◆ PAGE EXCERPT ◆
Vigil: First Open-Source AI SOC With LLM-Native Architecture

Vigil: First Open-Source AI SOC With LLM-Native Architecture

A new open-source project launched at RSA Conference 2026 aims to free security teams from proprietary AI security vendors. Vigil is the first 100% open-source AI Security Operations Center built with a LLM-native agent architecture.

What Is Vigil?

Vigil, built by DeepTempo, addresses a problem that many security teams are facing right now:

  • Proprietary AI SOC vendors lock you in and hide how their AI actually works
  • Existing open-source tools haven’t caught up with the latest agentic architectures
  • Security teams want to use their own existing LLMs and model deployments

Vigil solves this by providing a completely open, pluggable framework that lets security teams leverage modern large language models without vendor lock-in.

Key Features

Vigil comes with impressive out-of-the-box capabilities:

  • 13 specialized AI agents for different security tasks
  • 30+ integrations with existing security tools
  • 7,200+ detection rules spanning Sigma, Splunk, Elastic, and KQL formats
  • Four production-tested multi-agent workflows for incident response, investigation, threat hunting, and forensic analysis
  • Completely open architecture under Apache 2.0 license
  • Bring your own model: Use whatever enterprise LLM your organization already runs
  • MCP-compatible: Works with the Model Context Protocol standard for tool integration

Why This Architecture Matters

The LLM-native agent architecture is a big deal for security operations:

  1. Transparency: Everything is out in the open — no black boxes hiding how decisions are made
  2. Flexibility: Security teams can customize every part of the workflow to match their environment
  3. Future-proof: As LLMs get better, those improvements automatically benefit your SOC without needing to replace the whole system
  4. Extensibility: Adding new integrations and custom agents is as simple as checking a file into a repository

This is a fundamentally different approach from proprietary vendors who keep everything locked down and force you to use their model regardless of what you already have.

Photo-based referring expression data:
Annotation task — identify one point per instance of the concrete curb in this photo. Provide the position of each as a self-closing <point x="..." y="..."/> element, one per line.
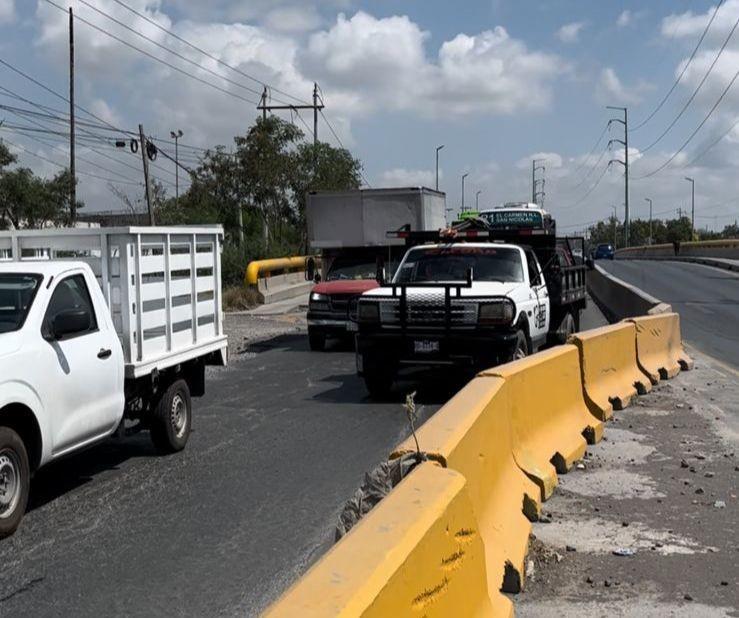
<point x="732" y="265"/>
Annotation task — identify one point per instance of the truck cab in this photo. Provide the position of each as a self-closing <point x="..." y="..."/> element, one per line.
<point x="332" y="301"/>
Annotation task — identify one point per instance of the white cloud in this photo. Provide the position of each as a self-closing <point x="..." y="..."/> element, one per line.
<point x="372" y="63"/>
<point x="7" y="11"/>
<point x="570" y="33"/>
<point x="624" y="19"/>
<point x="401" y="177"/>
<point x="293" y="19"/>
<point x="611" y="90"/>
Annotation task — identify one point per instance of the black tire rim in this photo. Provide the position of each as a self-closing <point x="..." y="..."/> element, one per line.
<point x="10" y="482"/>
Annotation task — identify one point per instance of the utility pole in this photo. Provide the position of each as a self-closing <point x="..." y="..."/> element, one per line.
<point x="316" y="107"/>
<point x="536" y="167"/>
<point x="692" y="206"/>
<point x="438" y="148"/>
<point x="72" y="168"/>
<point x="176" y="135"/>
<point x="625" y="143"/>
<point x="463" y="177"/>
<point x="145" y="159"/>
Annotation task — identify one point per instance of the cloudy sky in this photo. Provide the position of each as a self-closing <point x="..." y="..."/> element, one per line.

◆ EXPLORE THE MATERIAL ◆
a. Using the Vigil article, say whether each statement agrees with it, answering yes or no and quoting the deciding words: (i) Vigil was launched at RSA Conference 2026. (ii) Vigil comes with 20 specialized AI agents. (iii) Vigil's architecture is released under the Apache 2.0 license.
b. Echo the part of the Vigil article starting with "A new open-source" and going on through "LLM-native agent architecture.".
c. In the Vigil article, which company built Vigil?
Nothing in the rows is needed.

◆ TASK SOLUTIONS ◆
a.
(i) Yes: "A new open-source project launched at RSA Conference 2026"
(ii) No: "13 specialized AI agents for different security tasks"
(iii) Yes: "Completely open architecture under Apache 2.0 license"

b.
A new open-source project launched at RSA Conference 2026 aims to free security teams from proprietary AI security vendors. Vigil is the first 100% open-source AI Security Operations Center built with a LLM-native agent architecture.

c. DeepTempo